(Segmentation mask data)
+--
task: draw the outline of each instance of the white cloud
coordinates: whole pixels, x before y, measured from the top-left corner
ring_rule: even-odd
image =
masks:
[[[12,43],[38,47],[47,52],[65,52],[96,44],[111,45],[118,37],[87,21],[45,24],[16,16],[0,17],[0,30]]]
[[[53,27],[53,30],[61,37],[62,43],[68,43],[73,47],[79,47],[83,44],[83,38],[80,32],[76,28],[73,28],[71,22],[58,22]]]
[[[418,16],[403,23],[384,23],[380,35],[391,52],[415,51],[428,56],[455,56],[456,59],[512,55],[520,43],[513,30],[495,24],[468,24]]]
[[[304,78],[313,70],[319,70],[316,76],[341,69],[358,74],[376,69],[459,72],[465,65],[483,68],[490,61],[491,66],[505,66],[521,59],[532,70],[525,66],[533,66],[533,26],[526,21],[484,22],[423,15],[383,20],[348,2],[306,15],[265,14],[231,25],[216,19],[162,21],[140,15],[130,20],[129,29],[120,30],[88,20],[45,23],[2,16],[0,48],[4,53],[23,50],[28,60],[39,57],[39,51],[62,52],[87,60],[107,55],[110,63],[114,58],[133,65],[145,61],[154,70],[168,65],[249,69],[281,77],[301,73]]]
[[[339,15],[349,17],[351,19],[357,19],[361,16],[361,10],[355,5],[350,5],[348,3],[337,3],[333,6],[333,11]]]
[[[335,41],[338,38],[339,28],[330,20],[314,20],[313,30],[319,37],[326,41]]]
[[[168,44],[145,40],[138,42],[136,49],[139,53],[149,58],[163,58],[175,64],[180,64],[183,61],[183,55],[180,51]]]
+--
Restate each record above exactly, leaving nothing out.

Answer
task: draw the outline of each instance of the white cloud
coordinates: whole pixels, x before y, measured from the top-left corner
ring_rule: even-odd
image =
masks:
[[[12,43],[38,47],[47,52],[65,52],[96,44],[111,45],[118,37],[87,21],[45,24],[16,16],[0,17],[0,30]]]
[[[53,27],[53,30],[61,37],[62,43],[68,43],[73,47],[79,47],[83,44],[83,38],[80,32],[76,28],[73,28],[71,22],[58,22]]]
[[[418,16],[403,23],[384,23],[380,35],[391,52],[415,51],[428,56],[455,56],[456,59],[512,55],[520,43],[513,30],[495,24],[468,24]]]
[[[304,78],[313,70],[319,70],[316,76],[341,69],[358,74],[376,69],[459,72],[465,65],[483,68],[490,61],[491,66],[505,66],[521,59],[532,70],[525,66],[533,66],[533,26],[526,21],[484,22],[423,15],[383,20],[348,2],[306,15],[265,14],[231,25],[216,19],[162,21],[140,15],[130,20],[129,29],[120,30],[88,20],[45,23],[2,16],[0,48],[4,53],[23,50],[28,60],[39,57],[39,51],[62,52],[87,60],[107,55],[110,63],[114,58],[133,65],[145,61],[154,70],[168,65],[249,69],[281,77],[301,73]]]
[[[339,15],[349,17],[351,19],[357,19],[361,16],[361,10],[355,5],[350,5],[348,3],[337,3],[333,6],[333,11]]]
[[[335,41],[338,38],[339,28],[330,20],[314,20],[313,30],[319,37],[326,41]]]
[[[168,44],[145,40],[138,42],[136,49],[139,53],[149,58],[163,58],[175,64],[180,64],[183,61],[183,55],[180,51]]]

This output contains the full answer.